If you are baseball fan, you are kind of obligated to know the significance of April 8. It’s one of those I-know-where-I-was dates in your sports memory bank.

And when April 8 rolls around every year, a simple mental acknowledgment will suffice. No need to take a day off from work.

It was on April 8, 1974, that Hank Aaron — The Hammer — hit the home run that broke Babe Ruth’s record which, at the time, was the most revered record in all of sports (and it wasn’t even close).

There are so many major and minor subplots to that night at Atlanta Stadium (see, there’s one! It wasn’t re-named Atlanta-Fulton Country Stadium until the next year). There is baseball significance, racial significance, cultural significance, and Shakespearean significance. Wait … how’s that again, you say?

Yes, the night Hank Aaron belted an Al Downing pitch in the fourth inning over the left field fence, I was just where you’d expect me to be. Backstage in the Jesuit High School gym getting ready to deliver one of my four lines as Angus in the Shakespearean play “Macbeth.”

“He did it,” somebody whispered to me and let me assure you he wasn’t referencing McDuff’s guilt in the whole beheading situation. (Who couldn’t have seen that coming a mile away?)

No, I knew exactly what that meant and I had to take a moment to let it sink in that I had missed one of the great moments in sports history in order to walk on stage and tell some dude in bad clothing that he had ascended to the Thane of Cawdor.

“We are sent
To give thee from our royal master thanks;
For The Hammer has ripped a 1-0 fastball,
and gone yard.”

It is hard to imagine that any sports record will ever match the buildup of Aaron’s homer. Funny thing is, there was a time when baseball fans thought it was Willie Mays who was going to break the record. After the 1966 season, Mays was in second place with 542 homers. He was 35 years old at the time but he had just hit 37 homers that season. You figure if he comes close to that for the next few years, it’s going to get interesting.

At that same time, Aaron was in 10th place with 442.
◆ ◆ ◆
▶ What you need to do
A - Answer these questions using the text about Hank Aaron's home run record:
(i) On what date did Aaron hit the home run that broke Babe Ruth's record?
(ii) What character was the writer playing in "Macbeth" that night?
(iii) How many home runs did Willie Mays have after the 1966 season?
B - Pick out every line of the listing that contains the string "bear", and copy each one in full.

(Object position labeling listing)
◆ ◆ ◆
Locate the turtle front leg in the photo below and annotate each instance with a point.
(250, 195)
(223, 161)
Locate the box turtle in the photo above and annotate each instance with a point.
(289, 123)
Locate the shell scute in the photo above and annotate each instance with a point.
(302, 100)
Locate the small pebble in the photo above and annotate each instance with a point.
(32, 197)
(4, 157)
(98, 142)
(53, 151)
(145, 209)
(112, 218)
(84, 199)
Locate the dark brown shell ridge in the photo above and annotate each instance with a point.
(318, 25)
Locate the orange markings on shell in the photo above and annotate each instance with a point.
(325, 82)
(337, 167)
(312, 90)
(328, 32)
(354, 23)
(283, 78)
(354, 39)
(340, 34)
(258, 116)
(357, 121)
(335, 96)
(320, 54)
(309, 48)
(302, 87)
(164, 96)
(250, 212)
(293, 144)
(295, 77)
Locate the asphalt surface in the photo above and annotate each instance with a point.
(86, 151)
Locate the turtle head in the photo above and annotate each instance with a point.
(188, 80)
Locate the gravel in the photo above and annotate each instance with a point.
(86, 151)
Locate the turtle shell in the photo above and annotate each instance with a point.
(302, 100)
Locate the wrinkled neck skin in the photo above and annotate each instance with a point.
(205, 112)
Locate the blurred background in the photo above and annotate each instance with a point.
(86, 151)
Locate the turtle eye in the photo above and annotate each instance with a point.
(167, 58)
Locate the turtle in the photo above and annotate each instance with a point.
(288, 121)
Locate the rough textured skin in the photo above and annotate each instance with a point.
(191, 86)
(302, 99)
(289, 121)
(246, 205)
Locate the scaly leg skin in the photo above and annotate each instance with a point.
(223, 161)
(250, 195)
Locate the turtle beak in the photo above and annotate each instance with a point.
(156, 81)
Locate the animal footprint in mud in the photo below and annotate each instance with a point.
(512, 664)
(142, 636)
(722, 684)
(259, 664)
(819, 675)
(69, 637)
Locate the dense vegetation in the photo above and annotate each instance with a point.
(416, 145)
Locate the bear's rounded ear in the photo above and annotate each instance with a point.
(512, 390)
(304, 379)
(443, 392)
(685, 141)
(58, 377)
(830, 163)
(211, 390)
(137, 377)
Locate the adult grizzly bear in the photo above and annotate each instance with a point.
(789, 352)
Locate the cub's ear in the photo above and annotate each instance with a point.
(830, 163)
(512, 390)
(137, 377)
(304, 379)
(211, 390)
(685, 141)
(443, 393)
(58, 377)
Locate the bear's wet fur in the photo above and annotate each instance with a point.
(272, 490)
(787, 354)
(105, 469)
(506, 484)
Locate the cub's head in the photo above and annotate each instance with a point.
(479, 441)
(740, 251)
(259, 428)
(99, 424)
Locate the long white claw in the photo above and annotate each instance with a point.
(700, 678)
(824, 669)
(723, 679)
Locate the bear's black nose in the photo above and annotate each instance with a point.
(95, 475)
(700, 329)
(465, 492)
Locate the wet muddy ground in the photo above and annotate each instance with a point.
◆ ◆ ◆
▶ Answers to the problems
A -
(i) April 8, 1974
(ii) Angus
(iii) 542

B -
Locate the bear's rounded ear in the photo above and annotate each instance with a point.
Locate the adult grizzly bear in the photo above and annotate each instance with a point.
Locate the bear's wet fur in the photo above and annotate each instance with a point.
Locate the bear's black nose in the photo above and annotate each instance with a point.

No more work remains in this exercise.